■ TASKS AND EXERCISES
(1) From the bifurcation review, name every person it mentions.
(2) Please check each statement against the bifurcation review. Answer yes or no for each, quoting the deciding words. (a) X and Y are Banach spaces. (b) The cited work of J. P. Shi was published in 1971. (c) A cited work of Crandall and Rabinowitz appeared in Arch. Ration. Mech. Anal.
(3) Write out the stretch of the bifurcation review from "The generalized saddle-node" through "494–531 (1990; Zbl 0949.47050)].", word for word.

The generalized saddle-node bifurcation of degenerate solution. (English) Zbl 1124.47045

Consider the bifurcation problem for the equation \(F(u, \lambda)=0,\) where \(\lambda\) is a parameter, \(F: X\times \mathbb R\to Y\) is a \(C^1\) mapping, \(X,Y\) are Banach spaces. We recall that \((u_0, \lambda_0)\) is called a degenerate solution of \(F(u,\lambda)=0\) if \(F(u_0, \lambda_0)=0\) and \(N(F_u(u_0, \lambda_0))\neq \{0\}\). In the case \(\dim N(F_u(u_0, \lambda_0))= \) codim \(R(F_u(u_0, \lambda_0))=1,\) the bifurcation of the degenerate solution is studied in the works of M. G. Crandall and P. H. Rabinowitz [J. Funct. Anal. 8, 321–340 (1971; Zbl 0219.46015); Arch. Ration. Mech. Anal. 52, 161–180 (1973; Zbl 0275.47044)] and of J. P. Shi [J. Funct. Anal. 168, 494–531 (1990; Zbl 0949.47050)].

■ MATERIAL PROVIDED
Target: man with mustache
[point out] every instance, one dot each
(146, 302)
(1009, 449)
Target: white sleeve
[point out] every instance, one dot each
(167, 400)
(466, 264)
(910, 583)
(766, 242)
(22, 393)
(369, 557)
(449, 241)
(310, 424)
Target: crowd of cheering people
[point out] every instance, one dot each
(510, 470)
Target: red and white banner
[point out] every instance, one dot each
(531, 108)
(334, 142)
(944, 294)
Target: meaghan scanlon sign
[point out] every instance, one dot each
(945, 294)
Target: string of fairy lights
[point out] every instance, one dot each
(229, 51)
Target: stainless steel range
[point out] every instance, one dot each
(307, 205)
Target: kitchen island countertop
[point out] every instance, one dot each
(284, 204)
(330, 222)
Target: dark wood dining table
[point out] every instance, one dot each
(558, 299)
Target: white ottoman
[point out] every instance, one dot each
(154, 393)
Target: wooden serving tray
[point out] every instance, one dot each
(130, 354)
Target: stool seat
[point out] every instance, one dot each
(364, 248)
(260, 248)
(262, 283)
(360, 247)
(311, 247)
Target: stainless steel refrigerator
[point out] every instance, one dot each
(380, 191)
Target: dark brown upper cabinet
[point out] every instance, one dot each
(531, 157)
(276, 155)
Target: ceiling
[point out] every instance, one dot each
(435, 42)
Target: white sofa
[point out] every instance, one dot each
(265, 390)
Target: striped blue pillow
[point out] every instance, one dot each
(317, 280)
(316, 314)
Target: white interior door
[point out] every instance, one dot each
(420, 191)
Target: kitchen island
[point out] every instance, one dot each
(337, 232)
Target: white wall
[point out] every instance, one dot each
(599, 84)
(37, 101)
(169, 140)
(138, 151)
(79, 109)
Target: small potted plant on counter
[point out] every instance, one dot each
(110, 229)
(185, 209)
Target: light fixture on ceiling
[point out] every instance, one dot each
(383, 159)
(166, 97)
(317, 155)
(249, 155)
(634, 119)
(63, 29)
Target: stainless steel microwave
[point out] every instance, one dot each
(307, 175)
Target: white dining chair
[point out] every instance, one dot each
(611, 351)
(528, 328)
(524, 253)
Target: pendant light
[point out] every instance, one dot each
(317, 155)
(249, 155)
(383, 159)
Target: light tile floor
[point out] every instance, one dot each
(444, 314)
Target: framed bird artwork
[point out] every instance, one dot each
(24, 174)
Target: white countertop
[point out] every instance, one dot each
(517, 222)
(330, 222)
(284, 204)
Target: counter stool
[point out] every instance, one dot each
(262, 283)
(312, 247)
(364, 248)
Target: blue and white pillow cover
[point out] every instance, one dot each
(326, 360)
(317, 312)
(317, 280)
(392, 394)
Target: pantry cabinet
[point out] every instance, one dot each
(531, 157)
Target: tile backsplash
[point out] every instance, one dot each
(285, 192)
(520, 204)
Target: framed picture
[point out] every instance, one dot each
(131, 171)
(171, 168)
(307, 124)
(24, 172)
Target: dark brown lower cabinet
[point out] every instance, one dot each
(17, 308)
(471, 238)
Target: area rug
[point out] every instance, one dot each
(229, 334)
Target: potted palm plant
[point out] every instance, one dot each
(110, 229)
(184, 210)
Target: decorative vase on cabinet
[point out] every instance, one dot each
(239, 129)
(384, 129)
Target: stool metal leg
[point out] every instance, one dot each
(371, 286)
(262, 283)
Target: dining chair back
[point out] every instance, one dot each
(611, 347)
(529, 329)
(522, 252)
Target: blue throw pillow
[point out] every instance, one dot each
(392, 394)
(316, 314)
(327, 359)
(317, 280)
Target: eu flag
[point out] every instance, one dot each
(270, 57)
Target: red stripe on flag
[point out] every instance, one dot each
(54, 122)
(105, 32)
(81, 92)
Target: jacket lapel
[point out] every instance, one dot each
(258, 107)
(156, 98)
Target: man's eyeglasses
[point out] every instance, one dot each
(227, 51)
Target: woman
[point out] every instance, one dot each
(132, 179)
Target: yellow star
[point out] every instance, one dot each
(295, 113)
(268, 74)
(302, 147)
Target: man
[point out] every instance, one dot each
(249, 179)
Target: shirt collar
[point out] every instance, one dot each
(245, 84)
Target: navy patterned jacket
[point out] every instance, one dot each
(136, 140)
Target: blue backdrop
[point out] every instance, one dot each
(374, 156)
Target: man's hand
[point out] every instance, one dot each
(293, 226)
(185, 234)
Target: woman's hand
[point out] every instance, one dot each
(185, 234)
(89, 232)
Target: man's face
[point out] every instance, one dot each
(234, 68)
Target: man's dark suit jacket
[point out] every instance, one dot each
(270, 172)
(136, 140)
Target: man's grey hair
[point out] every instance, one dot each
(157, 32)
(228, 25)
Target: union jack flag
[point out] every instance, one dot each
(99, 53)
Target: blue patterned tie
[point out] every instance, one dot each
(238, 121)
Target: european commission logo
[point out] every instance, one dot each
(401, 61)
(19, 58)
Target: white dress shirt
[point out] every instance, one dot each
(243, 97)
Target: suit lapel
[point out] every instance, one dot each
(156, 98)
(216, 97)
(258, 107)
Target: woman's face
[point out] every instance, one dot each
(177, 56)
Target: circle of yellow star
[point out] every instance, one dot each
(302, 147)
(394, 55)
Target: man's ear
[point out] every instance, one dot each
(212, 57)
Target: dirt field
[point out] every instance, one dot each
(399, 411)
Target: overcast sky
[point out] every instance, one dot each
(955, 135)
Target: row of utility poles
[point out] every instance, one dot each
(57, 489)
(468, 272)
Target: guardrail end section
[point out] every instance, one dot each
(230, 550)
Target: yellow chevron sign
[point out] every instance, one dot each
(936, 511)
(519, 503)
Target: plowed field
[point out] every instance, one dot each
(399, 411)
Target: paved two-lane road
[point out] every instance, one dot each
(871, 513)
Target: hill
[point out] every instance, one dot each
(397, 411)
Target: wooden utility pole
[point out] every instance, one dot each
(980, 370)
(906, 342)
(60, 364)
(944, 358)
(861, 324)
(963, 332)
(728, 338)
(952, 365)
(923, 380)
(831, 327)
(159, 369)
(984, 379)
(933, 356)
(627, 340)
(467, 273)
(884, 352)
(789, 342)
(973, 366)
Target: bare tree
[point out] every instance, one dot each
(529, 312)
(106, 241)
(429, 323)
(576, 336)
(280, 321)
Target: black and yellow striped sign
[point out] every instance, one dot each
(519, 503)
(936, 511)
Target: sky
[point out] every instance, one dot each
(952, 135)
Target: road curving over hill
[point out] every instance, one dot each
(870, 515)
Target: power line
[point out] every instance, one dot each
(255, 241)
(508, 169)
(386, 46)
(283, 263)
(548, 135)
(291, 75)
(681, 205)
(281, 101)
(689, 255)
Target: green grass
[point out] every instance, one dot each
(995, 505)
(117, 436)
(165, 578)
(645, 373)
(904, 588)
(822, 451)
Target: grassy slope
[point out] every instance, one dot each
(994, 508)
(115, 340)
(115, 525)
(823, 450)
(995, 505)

■ EXPECTED RESULTS
(1) M. G. Crandall, P. H. Rabinowitz, J. P. Shi

(2)
(a) Yes: "\(X,Y\) are Banach spaces"
(b) No: "J. P. Shi [J. Funct. Anal. 168, 494–531 (1990; Zbl 0949.47050)]"
(c) Yes: "Arch. Ration. Mech. Anal. 52, 161–180 (1973; Zbl 0275.47044)"

(3)
The generalized saddle-node bifurcation of degenerate solution. (English) Zbl 1124.47045

Consider the bifurcation problem for the equation \(F(u, \lambda)=0,\) where \(\lambda\) is a parameter, \(F: X\times \mathbb R\to Y\) is a \(C^1\) mapping, \(X,Y\) are Banach spaces. We recall that \((u_0, \lambda_0)\) is called a degenerate solution of \(F(u,\lambda)=0\) if \(F(u_0, \lambda_0)=0\) and \(N(F_u(u_0, \lambda_0))\neq \{0\}\). In the case \(\dim N(F_u(u_0, \lambda_0))= \) codim \(R(F_u(u_0, \lambda_0))=1,\) the bifurcation of the degenerate solution is studied in the works of M. G. Crandall and P. H. Rabinowitz [J. Funct. Anal. 8, 321–340 (1971; Zbl 0219.46015); Arch. Ration. Mech. Anal. 52, 161–180 (1973; Zbl 0275.47044)] and of J. P. Shi [J. Funct. Anal. 168, 494–531 (1990; Zbl 0949.47050)].